Task requirements: List every line in the records below that contains the string "keypoint", matching case exactly.

Extracted material:
--------------------------------------------------

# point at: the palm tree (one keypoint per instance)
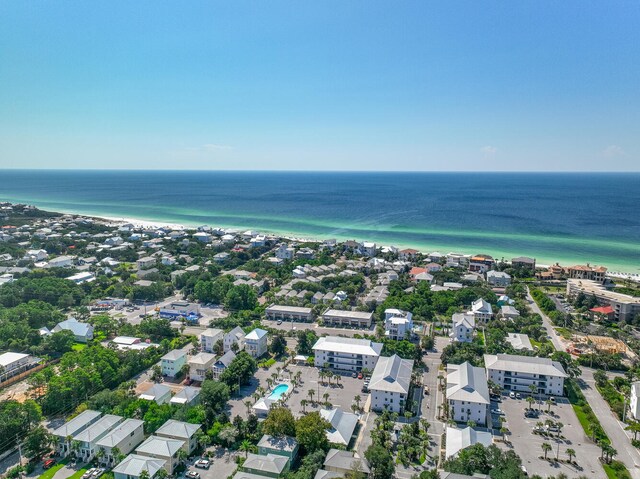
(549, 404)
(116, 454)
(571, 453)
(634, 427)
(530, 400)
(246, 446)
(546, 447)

--------------------------------------------------

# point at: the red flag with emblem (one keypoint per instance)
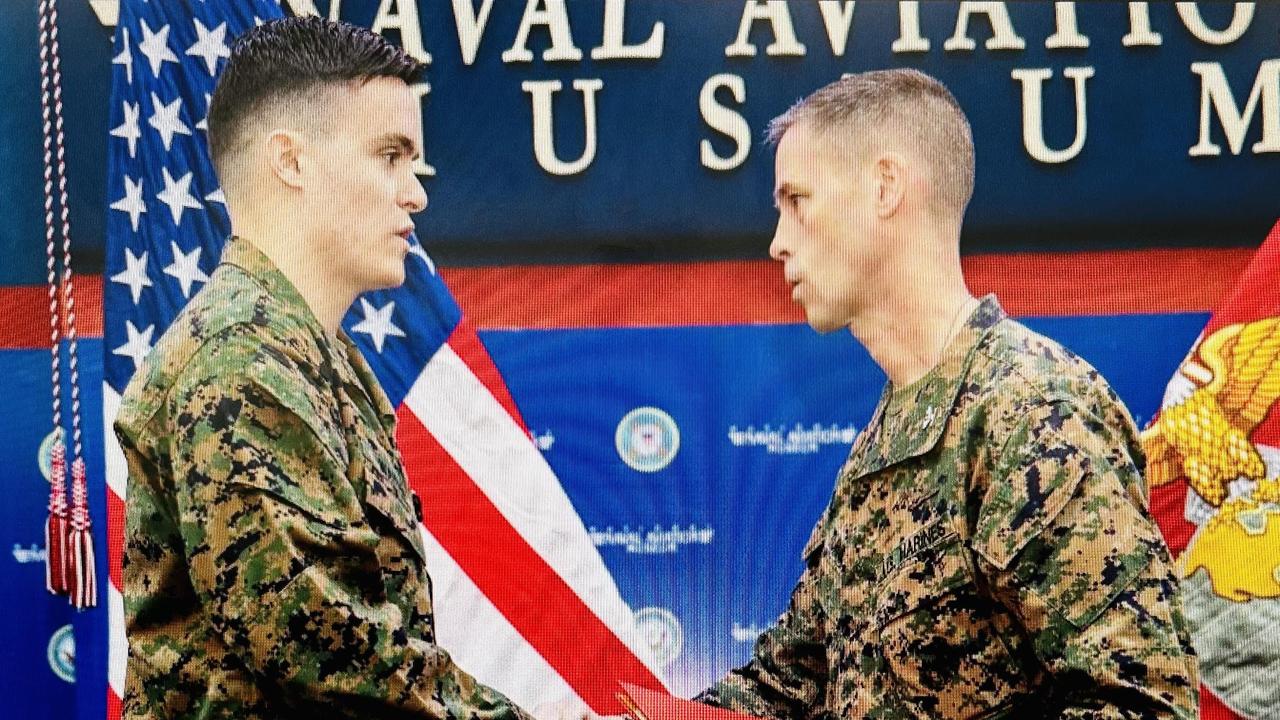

--------------------------------------------------

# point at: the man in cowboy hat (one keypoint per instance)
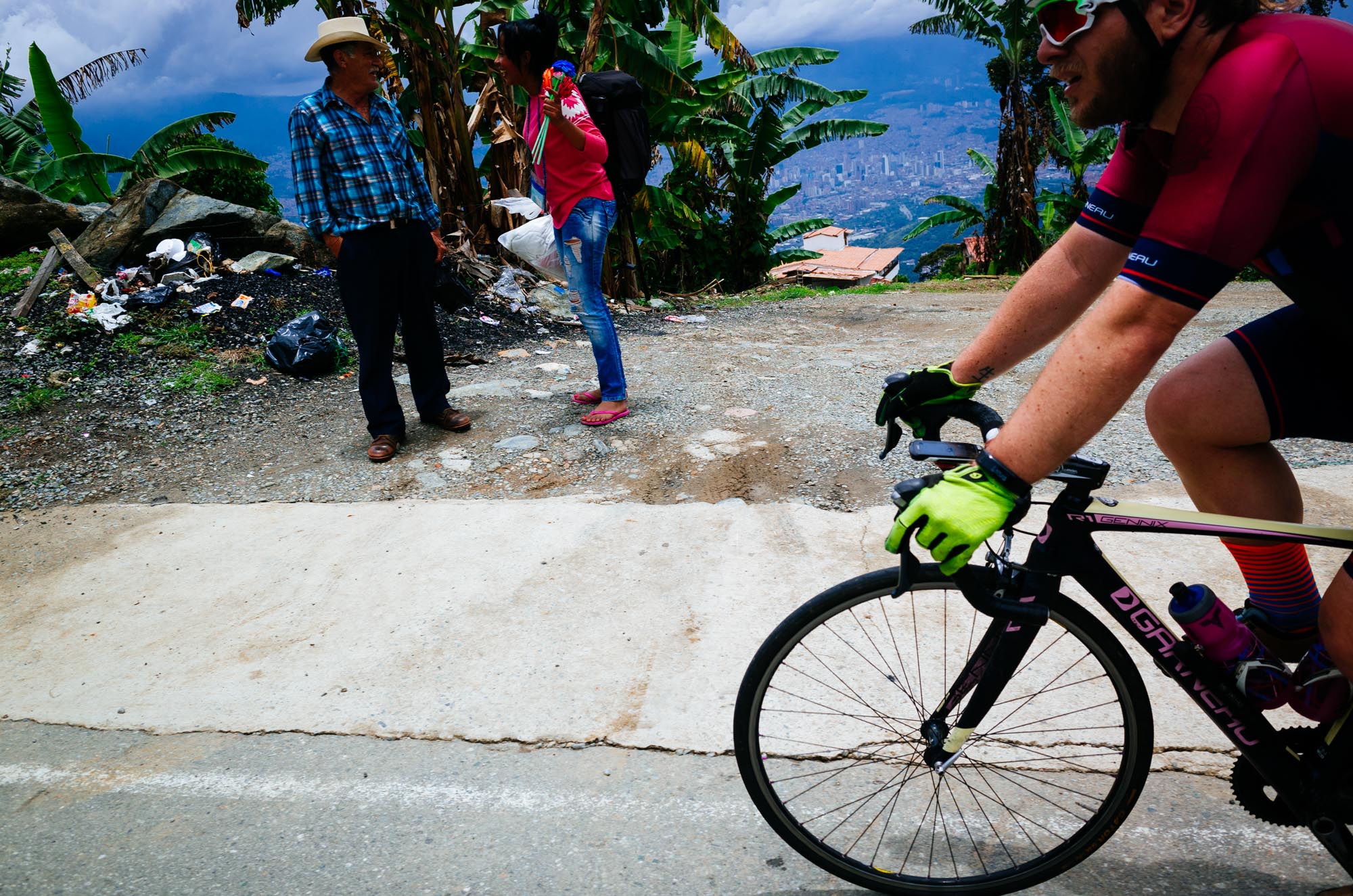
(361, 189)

--------------------------------------------------

Written response:
# point at: the palm tree (one keypoint per instance)
# point at: the red flag with emblem (one keypoint per instance)
# point at: the man in cowboy hat (one keypoint per instance)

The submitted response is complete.